**Required work**
Output all entries verbatim. Skip pictures.

=== Supplied information ===

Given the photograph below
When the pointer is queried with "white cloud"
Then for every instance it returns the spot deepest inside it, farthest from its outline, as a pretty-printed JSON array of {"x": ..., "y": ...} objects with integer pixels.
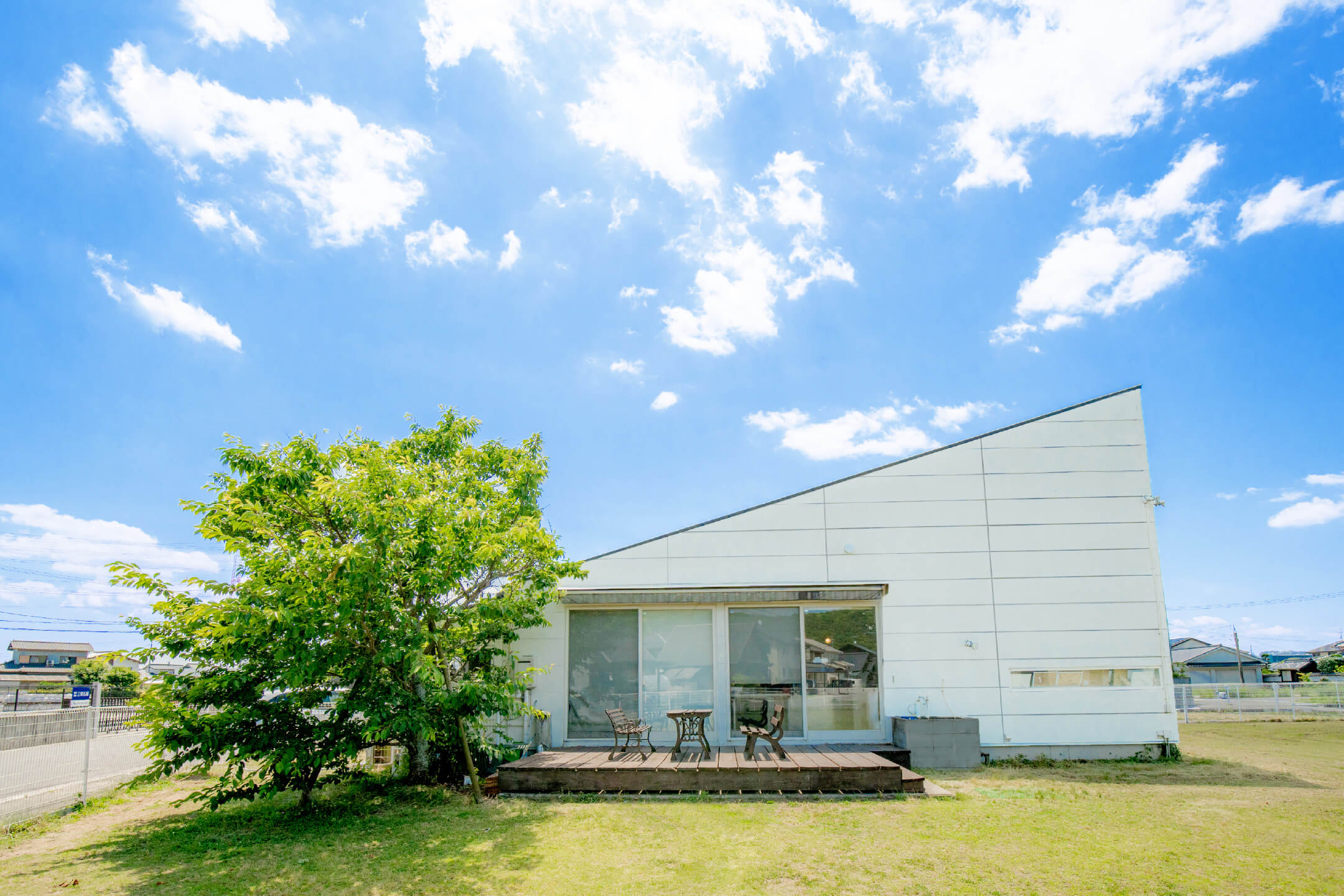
[
  {"x": 1314, "y": 512},
  {"x": 441, "y": 245},
  {"x": 821, "y": 265},
  {"x": 1106, "y": 268},
  {"x": 737, "y": 293},
  {"x": 665, "y": 401},
  {"x": 210, "y": 217},
  {"x": 894, "y": 14},
  {"x": 513, "y": 250},
  {"x": 1171, "y": 195},
  {"x": 620, "y": 210},
  {"x": 852, "y": 434},
  {"x": 1090, "y": 70},
  {"x": 639, "y": 293},
  {"x": 951, "y": 419},
  {"x": 230, "y": 22},
  {"x": 1289, "y": 203},
  {"x": 166, "y": 308},
  {"x": 648, "y": 108},
  {"x": 353, "y": 179},
  {"x": 76, "y": 105},
  {"x": 82, "y": 548},
  {"x": 793, "y": 202},
  {"x": 861, "y": 83}
]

===

**Response box**
Given the photograph below
When the pointer is queried with "white cloud"
Then for every instance it returns the spot deepest inside it, farthest from its outline, as a pretty-printed JSON array of {"x": ..., "y": ...} objects with integer pixels.
[
  {"x": 1314, "y": 512},
  {"x": 441, "y": 245},
  {"x": 821, "y": 265},
  {"x": 1106, "y": 268},
  {"x": 737, "y": 293},
  {"x": 665, "y": 401},
  {"x": 210, "y": 217},
  {"x": 894, "y": 14},
  {"x": 513, "y": 250},
  {"x": 1171, "y": 195},
  {"x": 620, "y": 210},
  {"x": 852, "y": 434},
  {"x": 1090, "y": 70},
  {"x": 639, "y": 293},
  {"x": 951, "y": 419},
  {"x": 230, "y": 22},
  {"x": 1289, "y": 203},
  {"x": 166, "y": 308},
  {"x": 648, "y": 108},
  {"x": 353, "y": 179},
  {"x": 76, "y": 105},
  {"x": 82, "y": 548},
  {"x": 793, "y": 202},
  {"x": 861, "y": 83}
]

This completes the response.